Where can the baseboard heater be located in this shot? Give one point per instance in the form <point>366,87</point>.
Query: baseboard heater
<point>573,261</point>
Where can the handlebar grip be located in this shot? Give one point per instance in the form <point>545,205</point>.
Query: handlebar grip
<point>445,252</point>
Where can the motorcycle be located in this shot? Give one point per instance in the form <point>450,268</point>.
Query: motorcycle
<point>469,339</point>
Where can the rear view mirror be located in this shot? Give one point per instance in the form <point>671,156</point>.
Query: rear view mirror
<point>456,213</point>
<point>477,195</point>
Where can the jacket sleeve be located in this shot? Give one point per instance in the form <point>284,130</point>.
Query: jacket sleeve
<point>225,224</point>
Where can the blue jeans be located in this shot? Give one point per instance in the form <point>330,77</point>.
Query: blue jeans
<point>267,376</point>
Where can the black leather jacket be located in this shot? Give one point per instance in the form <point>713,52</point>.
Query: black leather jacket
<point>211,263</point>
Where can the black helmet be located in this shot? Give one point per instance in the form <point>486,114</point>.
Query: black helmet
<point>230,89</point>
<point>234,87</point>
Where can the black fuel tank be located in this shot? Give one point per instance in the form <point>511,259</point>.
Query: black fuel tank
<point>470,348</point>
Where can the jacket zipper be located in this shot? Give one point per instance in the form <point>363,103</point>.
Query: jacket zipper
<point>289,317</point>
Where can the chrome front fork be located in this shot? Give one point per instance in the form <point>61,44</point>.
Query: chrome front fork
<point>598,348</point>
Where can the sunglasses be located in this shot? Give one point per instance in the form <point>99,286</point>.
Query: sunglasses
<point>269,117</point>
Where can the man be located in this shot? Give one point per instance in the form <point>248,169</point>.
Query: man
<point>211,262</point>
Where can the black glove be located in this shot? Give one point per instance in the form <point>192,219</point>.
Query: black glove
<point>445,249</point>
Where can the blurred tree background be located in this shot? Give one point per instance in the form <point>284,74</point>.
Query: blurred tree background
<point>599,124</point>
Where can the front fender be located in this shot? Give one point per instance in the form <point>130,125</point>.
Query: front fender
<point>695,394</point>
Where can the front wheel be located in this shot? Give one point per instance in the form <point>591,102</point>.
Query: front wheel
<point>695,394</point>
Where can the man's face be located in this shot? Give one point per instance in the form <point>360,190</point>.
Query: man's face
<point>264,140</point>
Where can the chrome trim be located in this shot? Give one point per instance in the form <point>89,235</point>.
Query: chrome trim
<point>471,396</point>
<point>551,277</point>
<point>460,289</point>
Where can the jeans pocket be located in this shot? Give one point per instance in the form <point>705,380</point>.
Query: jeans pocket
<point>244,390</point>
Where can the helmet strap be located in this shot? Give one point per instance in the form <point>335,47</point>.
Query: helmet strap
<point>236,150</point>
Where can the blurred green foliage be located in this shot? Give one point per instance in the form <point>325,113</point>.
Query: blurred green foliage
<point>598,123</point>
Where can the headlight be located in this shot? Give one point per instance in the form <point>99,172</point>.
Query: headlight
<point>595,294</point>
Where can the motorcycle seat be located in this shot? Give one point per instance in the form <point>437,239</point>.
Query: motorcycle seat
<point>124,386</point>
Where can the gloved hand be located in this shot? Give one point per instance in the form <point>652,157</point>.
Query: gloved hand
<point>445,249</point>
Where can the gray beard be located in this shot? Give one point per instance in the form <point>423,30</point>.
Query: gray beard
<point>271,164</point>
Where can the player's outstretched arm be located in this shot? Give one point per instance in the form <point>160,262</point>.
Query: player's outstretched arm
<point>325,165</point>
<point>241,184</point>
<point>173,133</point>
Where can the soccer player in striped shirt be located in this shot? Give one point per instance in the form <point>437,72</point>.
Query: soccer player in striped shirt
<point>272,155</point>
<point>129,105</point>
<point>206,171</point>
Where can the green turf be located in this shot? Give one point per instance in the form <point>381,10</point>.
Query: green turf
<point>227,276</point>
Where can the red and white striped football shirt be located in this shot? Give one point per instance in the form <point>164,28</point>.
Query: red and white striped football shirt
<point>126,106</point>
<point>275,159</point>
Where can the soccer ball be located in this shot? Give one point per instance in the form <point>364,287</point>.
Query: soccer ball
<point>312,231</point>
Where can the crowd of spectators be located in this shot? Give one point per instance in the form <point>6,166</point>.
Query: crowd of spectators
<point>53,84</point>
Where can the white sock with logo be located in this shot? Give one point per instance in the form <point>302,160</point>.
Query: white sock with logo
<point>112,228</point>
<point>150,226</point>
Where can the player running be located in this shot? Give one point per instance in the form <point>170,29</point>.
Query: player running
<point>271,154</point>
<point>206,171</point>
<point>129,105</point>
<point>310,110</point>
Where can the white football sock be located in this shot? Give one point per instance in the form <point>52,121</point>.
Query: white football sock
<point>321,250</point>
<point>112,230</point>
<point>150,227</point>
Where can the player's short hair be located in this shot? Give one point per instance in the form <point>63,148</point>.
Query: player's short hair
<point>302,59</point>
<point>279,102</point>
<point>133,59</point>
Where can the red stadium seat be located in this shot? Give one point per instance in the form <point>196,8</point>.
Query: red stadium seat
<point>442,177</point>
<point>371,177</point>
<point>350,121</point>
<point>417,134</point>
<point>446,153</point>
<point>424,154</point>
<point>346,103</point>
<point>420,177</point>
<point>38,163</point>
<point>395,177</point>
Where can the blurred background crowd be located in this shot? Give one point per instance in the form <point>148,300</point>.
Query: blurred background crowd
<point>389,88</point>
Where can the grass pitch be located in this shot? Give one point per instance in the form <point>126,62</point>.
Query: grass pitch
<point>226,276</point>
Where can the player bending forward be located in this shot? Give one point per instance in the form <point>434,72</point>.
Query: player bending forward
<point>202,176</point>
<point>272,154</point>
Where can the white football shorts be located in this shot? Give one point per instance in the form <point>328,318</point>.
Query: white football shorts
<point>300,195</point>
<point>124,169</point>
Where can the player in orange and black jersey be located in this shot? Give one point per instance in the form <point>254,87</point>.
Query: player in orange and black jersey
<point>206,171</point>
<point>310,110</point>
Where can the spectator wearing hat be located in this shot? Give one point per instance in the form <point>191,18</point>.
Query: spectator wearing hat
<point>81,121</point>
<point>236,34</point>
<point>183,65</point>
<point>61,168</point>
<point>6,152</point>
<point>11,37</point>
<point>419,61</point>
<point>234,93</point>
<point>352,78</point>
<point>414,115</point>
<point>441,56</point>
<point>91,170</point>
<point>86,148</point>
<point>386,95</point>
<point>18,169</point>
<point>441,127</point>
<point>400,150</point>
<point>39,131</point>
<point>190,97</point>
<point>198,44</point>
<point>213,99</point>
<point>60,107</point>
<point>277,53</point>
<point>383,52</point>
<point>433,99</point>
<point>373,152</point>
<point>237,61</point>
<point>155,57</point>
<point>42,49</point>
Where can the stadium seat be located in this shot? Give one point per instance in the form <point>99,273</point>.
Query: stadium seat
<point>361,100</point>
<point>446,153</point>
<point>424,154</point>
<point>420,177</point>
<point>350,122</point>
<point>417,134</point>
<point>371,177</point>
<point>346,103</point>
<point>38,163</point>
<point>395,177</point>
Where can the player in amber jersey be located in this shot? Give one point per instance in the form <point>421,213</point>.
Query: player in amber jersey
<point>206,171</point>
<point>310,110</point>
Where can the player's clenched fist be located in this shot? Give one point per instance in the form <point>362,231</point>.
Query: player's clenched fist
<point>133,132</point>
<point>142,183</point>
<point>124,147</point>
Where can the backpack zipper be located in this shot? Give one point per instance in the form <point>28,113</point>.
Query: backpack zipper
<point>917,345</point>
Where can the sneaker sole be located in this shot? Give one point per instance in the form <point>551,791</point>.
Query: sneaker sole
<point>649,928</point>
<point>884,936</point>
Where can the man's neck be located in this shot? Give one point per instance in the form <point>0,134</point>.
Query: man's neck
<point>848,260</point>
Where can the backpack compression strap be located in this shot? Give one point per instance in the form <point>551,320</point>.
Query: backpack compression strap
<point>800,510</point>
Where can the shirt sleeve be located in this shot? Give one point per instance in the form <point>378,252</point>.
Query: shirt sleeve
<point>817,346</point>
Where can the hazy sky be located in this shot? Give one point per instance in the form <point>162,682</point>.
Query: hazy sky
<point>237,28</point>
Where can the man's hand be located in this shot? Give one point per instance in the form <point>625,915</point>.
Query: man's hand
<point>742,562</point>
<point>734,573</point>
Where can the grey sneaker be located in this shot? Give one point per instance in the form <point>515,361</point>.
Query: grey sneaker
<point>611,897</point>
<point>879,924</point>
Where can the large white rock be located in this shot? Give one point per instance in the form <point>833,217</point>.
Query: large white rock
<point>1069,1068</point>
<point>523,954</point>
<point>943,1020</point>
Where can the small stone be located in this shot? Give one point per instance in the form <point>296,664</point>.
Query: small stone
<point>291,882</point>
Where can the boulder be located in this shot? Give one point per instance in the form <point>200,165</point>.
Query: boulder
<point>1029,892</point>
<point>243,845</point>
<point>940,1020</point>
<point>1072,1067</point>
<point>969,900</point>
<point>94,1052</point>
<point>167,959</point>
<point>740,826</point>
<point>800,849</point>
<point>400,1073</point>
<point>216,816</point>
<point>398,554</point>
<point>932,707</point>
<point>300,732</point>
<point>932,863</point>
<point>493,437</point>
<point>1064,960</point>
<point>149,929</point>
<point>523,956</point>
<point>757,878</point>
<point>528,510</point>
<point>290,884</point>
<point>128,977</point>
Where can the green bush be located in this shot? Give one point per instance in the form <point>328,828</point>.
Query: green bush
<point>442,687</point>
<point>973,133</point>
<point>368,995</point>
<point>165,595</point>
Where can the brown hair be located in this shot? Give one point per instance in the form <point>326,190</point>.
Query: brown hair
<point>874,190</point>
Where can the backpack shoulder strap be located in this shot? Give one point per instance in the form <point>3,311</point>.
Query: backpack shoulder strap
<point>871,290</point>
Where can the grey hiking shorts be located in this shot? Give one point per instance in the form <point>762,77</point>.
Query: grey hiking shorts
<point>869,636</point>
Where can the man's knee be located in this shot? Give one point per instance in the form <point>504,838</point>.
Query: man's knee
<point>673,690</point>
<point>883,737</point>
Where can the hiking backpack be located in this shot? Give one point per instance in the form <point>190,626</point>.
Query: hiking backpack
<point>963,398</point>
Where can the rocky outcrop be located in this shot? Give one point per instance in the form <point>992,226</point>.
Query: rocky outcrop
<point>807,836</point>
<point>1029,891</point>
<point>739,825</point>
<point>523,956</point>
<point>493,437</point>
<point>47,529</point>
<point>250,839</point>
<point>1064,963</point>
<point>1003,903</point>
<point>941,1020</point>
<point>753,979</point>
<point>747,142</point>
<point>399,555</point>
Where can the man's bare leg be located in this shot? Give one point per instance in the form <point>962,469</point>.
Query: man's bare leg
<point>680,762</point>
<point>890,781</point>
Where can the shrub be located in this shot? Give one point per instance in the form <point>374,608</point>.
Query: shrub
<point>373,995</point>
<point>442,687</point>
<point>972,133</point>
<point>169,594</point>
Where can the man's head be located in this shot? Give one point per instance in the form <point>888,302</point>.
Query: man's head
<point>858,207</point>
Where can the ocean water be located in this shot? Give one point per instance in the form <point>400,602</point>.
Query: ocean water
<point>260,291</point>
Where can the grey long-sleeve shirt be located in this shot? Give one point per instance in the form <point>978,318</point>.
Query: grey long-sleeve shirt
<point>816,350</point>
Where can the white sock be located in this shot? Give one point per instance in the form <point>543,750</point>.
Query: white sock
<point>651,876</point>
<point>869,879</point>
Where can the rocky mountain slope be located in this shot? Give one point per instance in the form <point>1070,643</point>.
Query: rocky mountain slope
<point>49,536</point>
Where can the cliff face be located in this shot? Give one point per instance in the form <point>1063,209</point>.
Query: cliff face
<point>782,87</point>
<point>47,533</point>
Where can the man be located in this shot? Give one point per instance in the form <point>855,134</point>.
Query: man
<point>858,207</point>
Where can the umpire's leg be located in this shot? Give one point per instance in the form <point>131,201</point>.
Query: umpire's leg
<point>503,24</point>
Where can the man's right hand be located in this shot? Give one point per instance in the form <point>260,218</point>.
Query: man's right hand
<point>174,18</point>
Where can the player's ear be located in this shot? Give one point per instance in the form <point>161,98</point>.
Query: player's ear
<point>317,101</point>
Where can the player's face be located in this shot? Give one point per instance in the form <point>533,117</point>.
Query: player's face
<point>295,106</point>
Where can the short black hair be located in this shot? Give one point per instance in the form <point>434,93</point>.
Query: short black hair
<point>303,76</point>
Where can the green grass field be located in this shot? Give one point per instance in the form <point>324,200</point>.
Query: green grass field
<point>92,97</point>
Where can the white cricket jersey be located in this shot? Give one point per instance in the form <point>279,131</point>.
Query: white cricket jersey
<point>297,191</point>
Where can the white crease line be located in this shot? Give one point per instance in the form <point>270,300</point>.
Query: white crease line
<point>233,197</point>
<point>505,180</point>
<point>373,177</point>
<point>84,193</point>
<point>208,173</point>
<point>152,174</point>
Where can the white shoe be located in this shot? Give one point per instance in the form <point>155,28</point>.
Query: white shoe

□ □ □

**EXERCISE BRIEF:** Lay out the data from the line that contains "Where can the man's right" through the line that contains "<point>303,76</point>" as a Markdown table with two columns, Row and Line. Number each row, and leave out any blank lines.

**CORRECT OUTPUT:**
| Row | Line |
|---|---|
| 1 | Where can the man's right hand be located in this shot? Give one point per instance in the form <point>260,218</point>. |
| 2 | Query: man's right hand |
| 3 | <point>174,18</point> |
| 4 | Where can the player's ear be located in this shot? Give one point per instance in the form <point>161,98</point>. |
| 5 | Query: player's ear |
| 6 | <point>317,101</point> |
| 7 | Where can the player's face be located in this shot? Give one point per instance in the form <point>533,117</point>. |
| 8 | Query: player's face |
| 9 | <point>295,106</point> |
| 10 | Where can the short black hair be located in this shot? Give one point per instance in the form <point>434,93</point>. |
| 11 | Query: short black hair |
| 12 | <point>303,76</point> |